> [RAW DATA]:

+===+

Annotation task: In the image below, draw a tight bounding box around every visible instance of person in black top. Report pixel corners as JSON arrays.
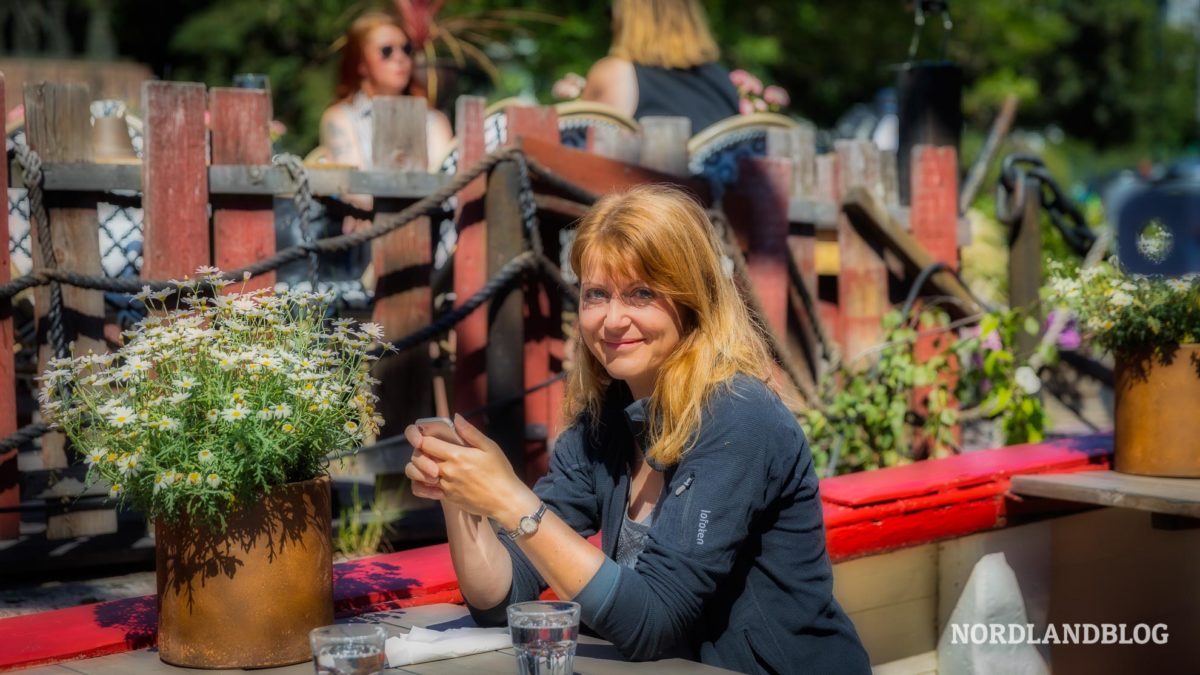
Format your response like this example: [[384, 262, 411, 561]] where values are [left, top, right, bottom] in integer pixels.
[[582, 0, 738, 135], [404, 185, 871, 675]]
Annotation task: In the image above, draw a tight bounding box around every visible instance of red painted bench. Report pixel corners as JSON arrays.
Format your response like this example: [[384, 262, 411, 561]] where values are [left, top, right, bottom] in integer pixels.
[[0, 434, 1112, 670]]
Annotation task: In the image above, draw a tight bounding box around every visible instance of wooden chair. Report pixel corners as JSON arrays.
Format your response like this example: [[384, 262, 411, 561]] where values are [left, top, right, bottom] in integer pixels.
[[688, 113, 802, 196]]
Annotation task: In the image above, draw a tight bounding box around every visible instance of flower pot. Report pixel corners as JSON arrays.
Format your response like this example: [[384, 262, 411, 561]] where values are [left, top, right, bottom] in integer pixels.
[[155, 477, 334, 668], [1114, 345, 1200, 478]]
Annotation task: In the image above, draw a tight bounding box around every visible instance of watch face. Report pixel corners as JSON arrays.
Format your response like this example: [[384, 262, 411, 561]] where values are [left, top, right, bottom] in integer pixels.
[[517, 515, 538, 534]]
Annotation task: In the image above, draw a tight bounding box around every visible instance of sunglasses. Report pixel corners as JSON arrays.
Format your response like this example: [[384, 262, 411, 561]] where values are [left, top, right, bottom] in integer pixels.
[[379, 42, 413, 61]]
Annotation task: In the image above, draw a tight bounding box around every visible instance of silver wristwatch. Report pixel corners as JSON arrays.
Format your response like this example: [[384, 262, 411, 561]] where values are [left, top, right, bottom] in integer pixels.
[[500, 502, 546, 542]]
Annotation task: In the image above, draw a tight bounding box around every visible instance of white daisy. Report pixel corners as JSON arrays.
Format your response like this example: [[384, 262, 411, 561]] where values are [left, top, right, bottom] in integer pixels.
[[221, 404, 250, 422], [108, 406, 134, 426]]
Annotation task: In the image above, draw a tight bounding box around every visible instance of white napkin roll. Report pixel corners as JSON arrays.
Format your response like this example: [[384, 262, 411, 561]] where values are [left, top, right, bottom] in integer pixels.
[[384, 627, 512, 668]]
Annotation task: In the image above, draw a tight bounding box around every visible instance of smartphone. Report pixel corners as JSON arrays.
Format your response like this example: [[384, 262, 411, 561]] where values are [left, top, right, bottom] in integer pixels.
[[414, 417, 467, 446]]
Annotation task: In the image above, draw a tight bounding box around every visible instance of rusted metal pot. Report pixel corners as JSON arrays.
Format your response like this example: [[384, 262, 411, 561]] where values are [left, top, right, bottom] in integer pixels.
[[155, 477, 334, 668], [1114, 345, 1200, 478]]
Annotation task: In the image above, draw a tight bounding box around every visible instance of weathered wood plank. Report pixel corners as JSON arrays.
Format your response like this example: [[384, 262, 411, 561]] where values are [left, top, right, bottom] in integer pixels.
[[506, 107, 563, 483], [25, 83, 107, 468], [209, 88, 275, 289], [0, 73, 20, 540], [637, 115, 691, 175], [520, 138, 712, 204], [8, 159, 449, 199], [454, 96, 487, 412], [844, 187, 976, 318], [485, 162, 527, 476], [726, 157, 792, 338], [142, 82, 212, 279], [836, 141, 888, 366], [1012, 471, 1200, 518], [908, 145, 959, 269], [371, 96, 433, 436]]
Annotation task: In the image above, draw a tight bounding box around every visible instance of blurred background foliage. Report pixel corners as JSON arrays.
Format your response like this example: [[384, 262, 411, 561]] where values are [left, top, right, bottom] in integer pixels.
[[9, 0, 1200, 184]]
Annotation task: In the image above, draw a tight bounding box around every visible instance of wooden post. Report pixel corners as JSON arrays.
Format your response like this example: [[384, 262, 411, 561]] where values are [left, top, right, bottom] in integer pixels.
[[908, 145, 959, 453], [25, 83, 107, 468], [638, 117, 691, 175], [485, 159, 527, 477], [812, 153, 842, 345], [908, 145, 959, 269], [1008, 179, 1042, 356], [767, 125, 823, 388], [0, 73, 20, 542], [730, 157, 792, 338], [508, 106, 563, 483], [142, 82, 212, 279], [371, 96, 433, 436], [25, 83, 116, 539], [836, 141, 888, 365], [209, 88, 275, 289], [454, 96, 487, 412]]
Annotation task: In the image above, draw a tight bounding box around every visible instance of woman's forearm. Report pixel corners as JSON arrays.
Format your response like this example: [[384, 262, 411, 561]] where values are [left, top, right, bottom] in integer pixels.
[[490, 491, 605, 598], [442, 501, 512, 609]]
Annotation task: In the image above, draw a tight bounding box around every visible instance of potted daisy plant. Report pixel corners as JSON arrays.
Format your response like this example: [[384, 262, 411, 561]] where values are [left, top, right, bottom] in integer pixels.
[[41, 268, 383, 668], [1049, 257, 1200, 478]]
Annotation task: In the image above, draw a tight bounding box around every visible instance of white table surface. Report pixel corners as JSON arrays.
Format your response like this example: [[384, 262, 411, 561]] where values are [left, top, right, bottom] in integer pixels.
[[24, 604, 730, 675]]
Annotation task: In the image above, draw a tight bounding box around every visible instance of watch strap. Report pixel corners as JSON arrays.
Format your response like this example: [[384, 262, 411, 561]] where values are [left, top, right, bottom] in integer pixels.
[[499, 502, 546, 542]]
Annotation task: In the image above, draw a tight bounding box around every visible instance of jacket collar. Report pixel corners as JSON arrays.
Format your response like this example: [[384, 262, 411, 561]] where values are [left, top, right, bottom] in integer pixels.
[[625, 396, 667, 471]]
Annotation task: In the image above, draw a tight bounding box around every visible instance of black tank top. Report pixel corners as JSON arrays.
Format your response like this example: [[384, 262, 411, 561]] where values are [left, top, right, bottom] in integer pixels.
[[634, 64, 738, 136]]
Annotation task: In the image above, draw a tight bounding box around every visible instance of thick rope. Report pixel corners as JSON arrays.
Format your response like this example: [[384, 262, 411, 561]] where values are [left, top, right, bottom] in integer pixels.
[[271, 153, 320, 283], [12, 143, 67, 359]]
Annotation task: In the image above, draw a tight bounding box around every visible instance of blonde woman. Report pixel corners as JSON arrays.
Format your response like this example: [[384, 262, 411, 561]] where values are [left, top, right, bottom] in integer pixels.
[[404, 186, 870, 674], [320, 12, 454, 232], [582, 0, 738, 133]]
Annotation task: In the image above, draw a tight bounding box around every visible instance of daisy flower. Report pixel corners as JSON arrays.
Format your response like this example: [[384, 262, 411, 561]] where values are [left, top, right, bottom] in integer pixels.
[[221, 404, 250, 422]]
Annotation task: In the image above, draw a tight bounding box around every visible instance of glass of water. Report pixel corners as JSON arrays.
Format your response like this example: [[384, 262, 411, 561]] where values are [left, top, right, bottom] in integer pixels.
[[509, 602, 580, 675], [308, 623, 388, 675]]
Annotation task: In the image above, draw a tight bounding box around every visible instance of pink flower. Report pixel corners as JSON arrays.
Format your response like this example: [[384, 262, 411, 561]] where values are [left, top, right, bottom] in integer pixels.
[[551, 72, 588, 98], [762, 84, 792, 108], [730, 68, 762, 96]]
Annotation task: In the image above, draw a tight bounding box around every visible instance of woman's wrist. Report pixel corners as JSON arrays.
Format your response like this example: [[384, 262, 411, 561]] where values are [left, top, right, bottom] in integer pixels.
[[492, 483, 541, 532]]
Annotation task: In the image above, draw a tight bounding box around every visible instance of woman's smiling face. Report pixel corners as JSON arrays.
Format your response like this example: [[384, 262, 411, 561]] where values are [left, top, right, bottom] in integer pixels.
[[580, 266, 683, 399]]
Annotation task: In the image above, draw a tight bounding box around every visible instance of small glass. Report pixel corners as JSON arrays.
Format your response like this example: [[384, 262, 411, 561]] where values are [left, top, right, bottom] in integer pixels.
[[509, 602, 580, 675], [308, 623, 388, 675]]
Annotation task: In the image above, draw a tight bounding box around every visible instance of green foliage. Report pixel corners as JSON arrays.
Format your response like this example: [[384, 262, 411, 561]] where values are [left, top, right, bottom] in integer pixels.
[[1046, 254, 1200, 357], [334, 483, 402, 557], [803, 305, 1045, 476], [40, 268, 382, 526], [98, 0, 1198, 157]]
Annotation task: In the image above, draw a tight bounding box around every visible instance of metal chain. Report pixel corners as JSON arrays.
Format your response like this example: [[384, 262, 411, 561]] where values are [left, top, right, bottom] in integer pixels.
[[996, 153, 1096, 256], [271, 153, 320, 285]]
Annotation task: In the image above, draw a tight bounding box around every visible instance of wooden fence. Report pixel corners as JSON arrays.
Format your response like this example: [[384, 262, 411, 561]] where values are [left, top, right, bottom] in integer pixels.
[[0, 74, 964, 557]]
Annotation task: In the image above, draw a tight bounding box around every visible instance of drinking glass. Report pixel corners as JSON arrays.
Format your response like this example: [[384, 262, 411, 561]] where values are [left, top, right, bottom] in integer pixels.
[[308, 623, 388, 675], [509, 602, 580, 675]]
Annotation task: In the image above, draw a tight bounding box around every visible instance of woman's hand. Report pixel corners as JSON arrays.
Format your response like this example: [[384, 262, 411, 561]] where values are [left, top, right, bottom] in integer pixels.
[[404, 424, 445, 501], [417, 414, 538, 527]]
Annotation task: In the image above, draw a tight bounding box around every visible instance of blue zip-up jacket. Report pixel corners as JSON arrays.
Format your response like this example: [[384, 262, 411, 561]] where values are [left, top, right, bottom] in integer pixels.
[[470, 376, 870, 675]]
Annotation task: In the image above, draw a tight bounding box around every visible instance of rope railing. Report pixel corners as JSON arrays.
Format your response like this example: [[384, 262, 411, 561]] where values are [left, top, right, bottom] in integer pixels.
[[0, 133, 820, 450]]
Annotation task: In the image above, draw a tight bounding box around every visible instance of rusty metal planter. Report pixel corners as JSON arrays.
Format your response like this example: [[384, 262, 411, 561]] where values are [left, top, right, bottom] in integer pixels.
[[1114, 345, 1200, 478], [155, 477, 334, 668]]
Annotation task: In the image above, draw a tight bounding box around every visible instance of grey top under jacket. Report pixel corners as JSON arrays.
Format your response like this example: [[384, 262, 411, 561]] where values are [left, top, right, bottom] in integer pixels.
[[470, 376, 870, 675], [612, 515, 654, 568]]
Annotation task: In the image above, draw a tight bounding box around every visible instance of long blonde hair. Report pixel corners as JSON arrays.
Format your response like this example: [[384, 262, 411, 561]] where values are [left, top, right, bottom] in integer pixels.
[[334, 12, 425, 101], [564, 185, 770, 466], [608, 0, 721, 68]]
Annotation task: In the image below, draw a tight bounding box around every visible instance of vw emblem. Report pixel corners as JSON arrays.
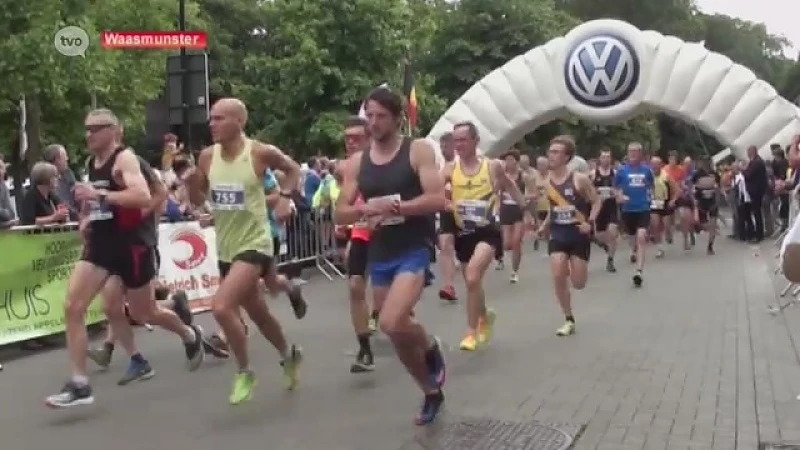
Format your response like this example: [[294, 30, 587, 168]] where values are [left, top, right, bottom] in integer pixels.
[[564, 34, 640, 108]]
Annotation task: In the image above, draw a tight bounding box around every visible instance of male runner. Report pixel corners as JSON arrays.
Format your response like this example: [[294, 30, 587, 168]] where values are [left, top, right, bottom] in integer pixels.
[[614, 142, 655, 287], [46, 109, 204, 408], [338, 117, 379, 373], [439, 133, 458, 302], [591, 148, 619, 273], [444, 122, 526, 351], [500, 149, 529, 283], [335, 88, 446, 425], [185, 98, 302, 405], [540, 136, 602, 336], [650, 156, 680, 258], [692, 158, 720, 255]]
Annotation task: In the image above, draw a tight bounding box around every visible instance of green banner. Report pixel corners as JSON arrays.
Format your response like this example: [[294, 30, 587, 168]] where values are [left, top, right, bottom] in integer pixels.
[[0, 230, 104, 345]]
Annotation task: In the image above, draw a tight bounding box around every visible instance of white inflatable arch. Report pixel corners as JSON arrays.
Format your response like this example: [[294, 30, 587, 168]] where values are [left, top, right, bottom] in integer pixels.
[[428, 19, 800, 157]]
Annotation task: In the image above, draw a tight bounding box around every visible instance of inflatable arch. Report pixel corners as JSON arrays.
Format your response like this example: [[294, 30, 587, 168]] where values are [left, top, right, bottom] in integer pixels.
[[428, 19, 800, 157]]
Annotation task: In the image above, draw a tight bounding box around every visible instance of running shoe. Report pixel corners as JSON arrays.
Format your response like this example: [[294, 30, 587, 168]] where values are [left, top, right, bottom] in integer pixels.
[[117, 359, 156, 386], [281, 344, 303, 391], [414, 391, 444, 426], [183, 325, 206, 371], [228, 370, 256, 405], [45, 381, 94, 408]]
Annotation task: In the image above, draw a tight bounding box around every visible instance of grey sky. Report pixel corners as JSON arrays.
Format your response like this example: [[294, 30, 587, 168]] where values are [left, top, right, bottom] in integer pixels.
[[695, 0, 800, 58]]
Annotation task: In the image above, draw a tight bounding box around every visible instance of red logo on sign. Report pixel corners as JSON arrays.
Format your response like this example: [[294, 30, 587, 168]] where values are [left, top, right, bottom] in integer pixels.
[[171, 230, 208, 270]]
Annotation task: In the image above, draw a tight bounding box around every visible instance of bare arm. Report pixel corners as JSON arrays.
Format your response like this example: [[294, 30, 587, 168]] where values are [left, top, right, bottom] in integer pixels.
[[106, 150, 152, 209], [575, 173, 603, 224], [183, 147, 213, 206], [398, 139, 447, 216], [333, 153, 365, 225], [257, 143, 300, 191]]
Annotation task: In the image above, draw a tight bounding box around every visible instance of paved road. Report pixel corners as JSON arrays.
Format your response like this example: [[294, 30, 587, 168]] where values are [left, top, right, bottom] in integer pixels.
[[0, 237, 800, 450]]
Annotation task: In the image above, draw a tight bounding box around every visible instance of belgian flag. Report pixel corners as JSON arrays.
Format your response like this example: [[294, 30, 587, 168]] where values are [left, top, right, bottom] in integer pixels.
[[403, 58, 417, 134]]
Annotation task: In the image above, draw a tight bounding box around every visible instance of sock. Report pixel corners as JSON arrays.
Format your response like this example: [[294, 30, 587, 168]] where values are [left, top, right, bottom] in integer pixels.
[[356, 333, 372, 355], [183, 325, 197, 344]]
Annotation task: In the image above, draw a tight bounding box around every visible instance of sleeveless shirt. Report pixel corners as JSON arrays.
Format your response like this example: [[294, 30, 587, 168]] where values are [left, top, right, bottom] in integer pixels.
[[208, 139, 273, 263], [550, 172, 592, 241], [358, 136, 433, 262], [450, 158, 496, 233]]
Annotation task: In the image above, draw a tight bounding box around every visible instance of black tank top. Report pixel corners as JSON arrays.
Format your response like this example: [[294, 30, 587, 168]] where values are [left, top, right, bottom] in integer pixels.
[[358, 137, 433, 261], [550, 172, 592, 240], [87, 146, 154, 245], [594, 169, 615, 203]]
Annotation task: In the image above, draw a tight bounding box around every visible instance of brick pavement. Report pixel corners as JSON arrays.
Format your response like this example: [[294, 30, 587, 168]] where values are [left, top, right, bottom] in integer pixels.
[[0, 237, 800, 450]]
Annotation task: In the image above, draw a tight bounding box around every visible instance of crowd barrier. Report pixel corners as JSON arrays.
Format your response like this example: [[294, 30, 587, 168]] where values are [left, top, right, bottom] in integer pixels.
[[0, 212, 344, 345]]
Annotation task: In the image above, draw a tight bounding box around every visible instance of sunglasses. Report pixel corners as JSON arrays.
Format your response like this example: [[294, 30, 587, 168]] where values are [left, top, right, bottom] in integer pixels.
[[86, 123, 114, 133]]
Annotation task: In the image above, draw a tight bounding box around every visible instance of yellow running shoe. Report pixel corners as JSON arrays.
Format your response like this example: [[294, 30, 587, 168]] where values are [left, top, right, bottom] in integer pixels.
[[228, 370, 256, 405], [281, 344, 303, 391], [556, 320, 575, 336], [478, 308, 497, 345], [460, 332, 478, 352]]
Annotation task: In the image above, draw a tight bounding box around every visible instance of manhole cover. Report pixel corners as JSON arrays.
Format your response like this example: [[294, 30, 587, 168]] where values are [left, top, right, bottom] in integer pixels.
[[410, 418, 578, 450]]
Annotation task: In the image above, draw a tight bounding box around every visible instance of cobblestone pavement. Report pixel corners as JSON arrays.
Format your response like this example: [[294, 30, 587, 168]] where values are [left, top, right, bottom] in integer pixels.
[[0, 236, 800, 450]]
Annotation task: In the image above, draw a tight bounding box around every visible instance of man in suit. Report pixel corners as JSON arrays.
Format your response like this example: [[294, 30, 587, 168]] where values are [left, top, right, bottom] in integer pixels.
[[743, 145, 769, 243]]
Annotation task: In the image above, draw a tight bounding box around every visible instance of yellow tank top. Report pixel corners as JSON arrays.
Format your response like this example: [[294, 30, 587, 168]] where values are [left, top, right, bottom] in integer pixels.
[[450, 158, 496, 231], [208, 139, 273, 263]]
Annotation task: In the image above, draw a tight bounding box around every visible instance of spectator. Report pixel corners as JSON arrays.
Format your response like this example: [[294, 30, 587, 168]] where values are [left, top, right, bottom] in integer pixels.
[[42, 144, 78, 221], [0, 156, 17, 228], [19, 162, 69, 225]]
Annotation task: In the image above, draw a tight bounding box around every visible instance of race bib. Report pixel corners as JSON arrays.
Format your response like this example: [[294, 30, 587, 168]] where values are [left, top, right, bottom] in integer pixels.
[[211, 184, 244, 211], [456, 200, 489, 231], [628, 173, 646, 187], [86, 200, 114, 222], [597, 186, 614, 200], [551, 205, 577, 225], [367, 194, 406, 226]]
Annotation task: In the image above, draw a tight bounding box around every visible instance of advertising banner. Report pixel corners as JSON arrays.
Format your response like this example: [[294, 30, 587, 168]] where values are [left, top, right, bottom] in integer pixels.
[[0, 230, 104, 345], [158, 222, 219, 312]]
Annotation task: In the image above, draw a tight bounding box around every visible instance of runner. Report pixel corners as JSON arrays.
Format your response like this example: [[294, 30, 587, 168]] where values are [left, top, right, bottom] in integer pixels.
[[338, 117, 379, 373], [335, 88, 446, 425], [650, 156, 680, 258], [526, 156, 550, 250], [591, 148, 619, 273], [692, 158, 720, 255], [46, 109, 204, 408], [445, 122, 527, 351], [540, 136, 602, 336], [614, 142, 655, 287], [500, 149, 527, 283], [438, 133, 458, 302], [185, 98, 302, 405]]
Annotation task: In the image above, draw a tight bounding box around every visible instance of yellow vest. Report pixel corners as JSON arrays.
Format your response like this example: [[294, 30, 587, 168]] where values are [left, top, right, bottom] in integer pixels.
[[450, 158, 496, 231]]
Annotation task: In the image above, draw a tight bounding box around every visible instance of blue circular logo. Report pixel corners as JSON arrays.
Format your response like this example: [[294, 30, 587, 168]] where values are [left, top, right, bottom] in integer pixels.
[[564, 34, 641, 108]]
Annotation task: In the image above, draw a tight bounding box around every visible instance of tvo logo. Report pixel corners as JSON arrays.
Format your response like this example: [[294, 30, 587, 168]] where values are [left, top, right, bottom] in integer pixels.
[[564, 34, 641, 108]]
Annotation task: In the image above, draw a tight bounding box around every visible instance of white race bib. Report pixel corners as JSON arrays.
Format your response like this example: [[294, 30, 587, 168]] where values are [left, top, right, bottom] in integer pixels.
[[211, 183, 245, 211], [86, 200, 114, 222], [551, 205, 577, 225], [456, 200, 489, 231], [367, 194, 406, 226], [597, 186, 614, 200]]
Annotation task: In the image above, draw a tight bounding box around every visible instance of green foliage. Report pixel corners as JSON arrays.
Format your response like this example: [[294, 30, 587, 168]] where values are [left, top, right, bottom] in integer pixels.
[[0, 0, 800, 167]]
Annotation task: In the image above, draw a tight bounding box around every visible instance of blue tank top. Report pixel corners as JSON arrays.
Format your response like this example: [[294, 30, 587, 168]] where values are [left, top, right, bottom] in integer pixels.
[[550, 172, 591, 241], [614, 164, 655, 212]]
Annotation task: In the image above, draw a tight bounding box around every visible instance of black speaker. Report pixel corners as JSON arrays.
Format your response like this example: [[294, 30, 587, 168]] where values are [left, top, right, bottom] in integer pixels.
[[167, 53, 210, 125]]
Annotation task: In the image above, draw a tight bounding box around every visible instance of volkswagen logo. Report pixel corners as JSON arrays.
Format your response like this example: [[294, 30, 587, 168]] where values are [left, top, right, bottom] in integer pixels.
[[564, 34, 640, 108]]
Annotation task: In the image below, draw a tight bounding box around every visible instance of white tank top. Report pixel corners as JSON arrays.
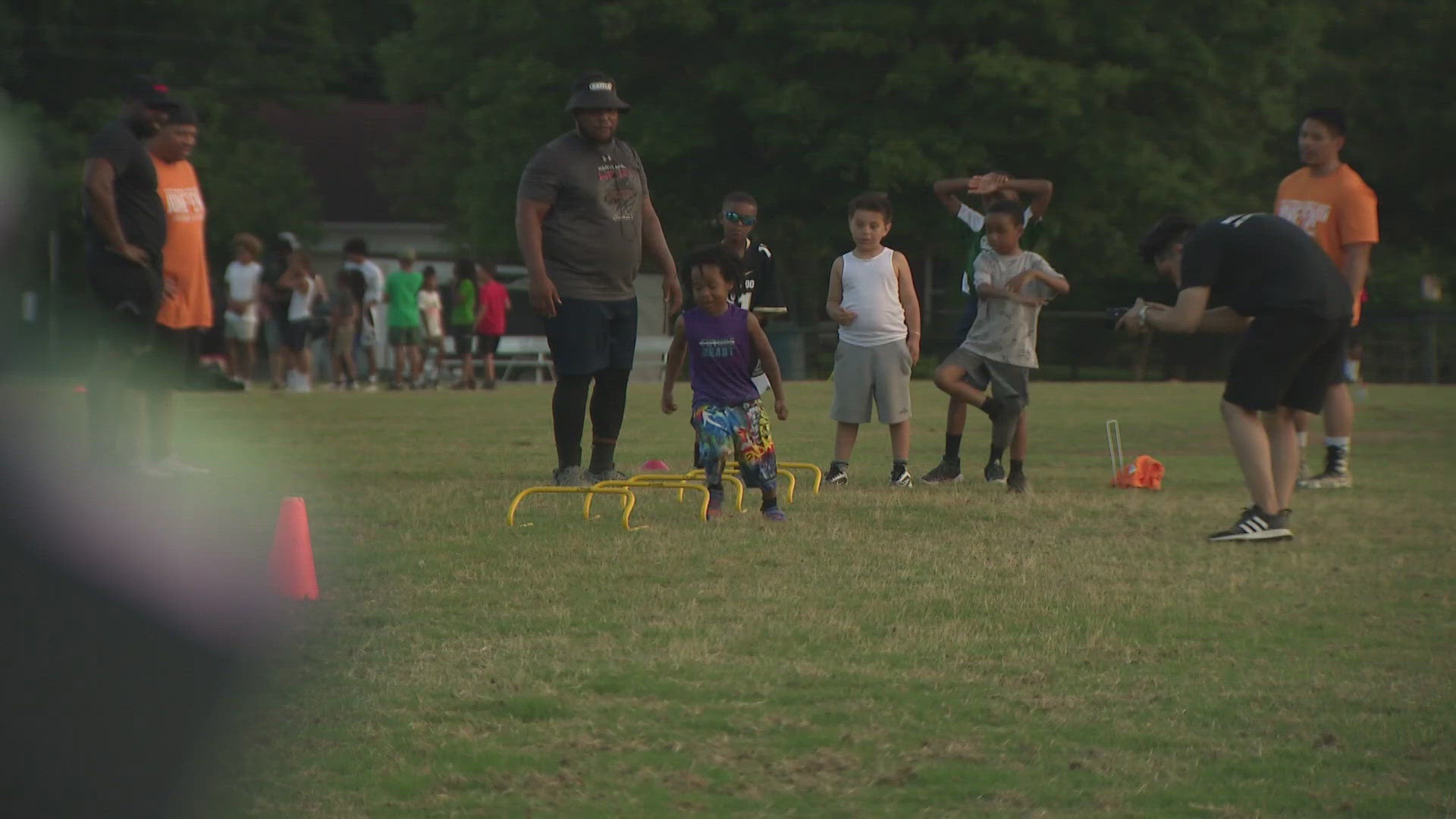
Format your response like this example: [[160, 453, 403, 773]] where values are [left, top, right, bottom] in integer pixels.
[[839, 248, 905, 347], [288, 275, 316, 322]]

+===+

> [SET TASK]:
Return every line, unchanged, from the line with "forearm. Report pixel corners as JSON arrays." up to and including the line with "[[490, 491, 605, 598], [442, 501, 512, 609]]".

> [RESULT OF THE EXERCISE]:
Annotation task: In the image above, draw a tight bounding box around every visible instance of woman's forearm. Report pixel corners as JSON arrays.
Format your response like this example: [[384, 262, 411, 561]] where values are [left, top, right, bottom] in integer pixels.
[[490, 491, 605, 598], [442, 501, 512, 609]]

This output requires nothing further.